== Provided records ==
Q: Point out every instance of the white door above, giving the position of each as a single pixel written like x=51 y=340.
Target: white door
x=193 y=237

---

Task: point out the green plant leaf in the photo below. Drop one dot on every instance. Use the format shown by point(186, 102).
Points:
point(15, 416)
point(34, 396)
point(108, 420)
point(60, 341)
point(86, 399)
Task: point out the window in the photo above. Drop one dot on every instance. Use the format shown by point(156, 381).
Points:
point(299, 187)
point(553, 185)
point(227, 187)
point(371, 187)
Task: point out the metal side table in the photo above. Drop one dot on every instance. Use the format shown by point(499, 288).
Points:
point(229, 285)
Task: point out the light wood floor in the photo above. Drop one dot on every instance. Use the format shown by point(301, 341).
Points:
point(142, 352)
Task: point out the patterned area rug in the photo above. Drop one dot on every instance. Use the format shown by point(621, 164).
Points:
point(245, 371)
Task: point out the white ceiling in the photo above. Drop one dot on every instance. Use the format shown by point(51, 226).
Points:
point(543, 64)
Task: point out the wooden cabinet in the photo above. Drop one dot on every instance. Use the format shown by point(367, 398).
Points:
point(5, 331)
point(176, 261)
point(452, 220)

== Problem ==
Using the records above, copy word for word the line with "Task: point out the patterned", the line with "Task: point out the wooden", and every line between them.

== Answer box ==
Task: point out the patterned area rug in the photo above. Drop one dot on every instance. Use the format shown by point(621, 164).
Points:
point(245, 371)
Task: point out the white ceiling in the photo above. Drop one dot on every instance. Use the format shown by point(51, 226).
Points:
point(543, 64)
Task: point out the wooden cabinet in the photo above. Drop one dot on every instance. Use the format shown by point(367, 398).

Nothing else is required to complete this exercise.